● Excerpt to read:
Quebec’s time limit on sexual assault charges is designed to protect the worst offenders

A coalition has formed to oppose Quebec Liberals on this issue. Someone send in the Wizard.

Faced with a no-brainer, the Couillard government has once more established that courage is not the only thing that Quebec Liberals lack.

Quebec is one of the last jurisdictions in Canada that still places a time limit on how long after a sexual assault that victims can sue for damages.

On Wednesday, a coalition of victims, rights groups, lawyers and all three of Quebec’s opposition parties demanded the province lift the current 30-year limit and allow civil suits for assaults regardless of how long ago they took place.

Although the current rule, adopted by the short-lived Parti Québécois government in 2013, is a vast improvement over the previous and ridiculous limit of three years, it still eliminates the possibility of civil recourse for thousands of victims whose cases go back to some of the darkest eras in our history.

It doesn’t require much imagination to understand who the 30-year rule is designed to protect. When it comes to institutional responsibility for sexual abuse, religious orders have played a large an ignominious role in horrendous cases involving thousands of children over decades. And since the government, too, could potentially be named in suits seeking financial compensation for the crippling consequences of abuse, the Liberals seem to have resigned themselves to an awkward devil’s pact that creates an unjustifiable and arbitrary line in the legal sand.

● Data provided:
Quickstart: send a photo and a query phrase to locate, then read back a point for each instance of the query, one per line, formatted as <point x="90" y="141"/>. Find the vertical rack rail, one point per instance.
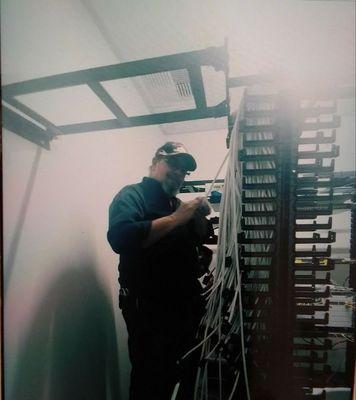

● Goal: Carry on the column on Quebec's time limit for sexual assault suits from its final sentence. The data has no connection to the column on Quebec's time limit for sexual assault suits.

● Answer to the problem:
Even the PQ, which drew the 30-year line just five years ago, has seen the injustice of a restriction that creates two classes of victim: those with rights and those who are shit-out-of-luck because they were raped on the wrong side of the calendar.

Saying that eliminating the limit will help re-establish a climate of trust in the judicial system, PQ justice critic Véronique Hivon yesterday joined representatives of Québec solidaire and Coalition Avenir Québec to demand the government act to amend the law before the National Assembly dissolves in June, prior to new elections slated for this fall.

The Quebec bar association is also on board with the call for action, as is the province’s ombudsman’s office, which in December asked the government to scrap the time limits for cases involving sexual assault,  violence against children and conjugal violence.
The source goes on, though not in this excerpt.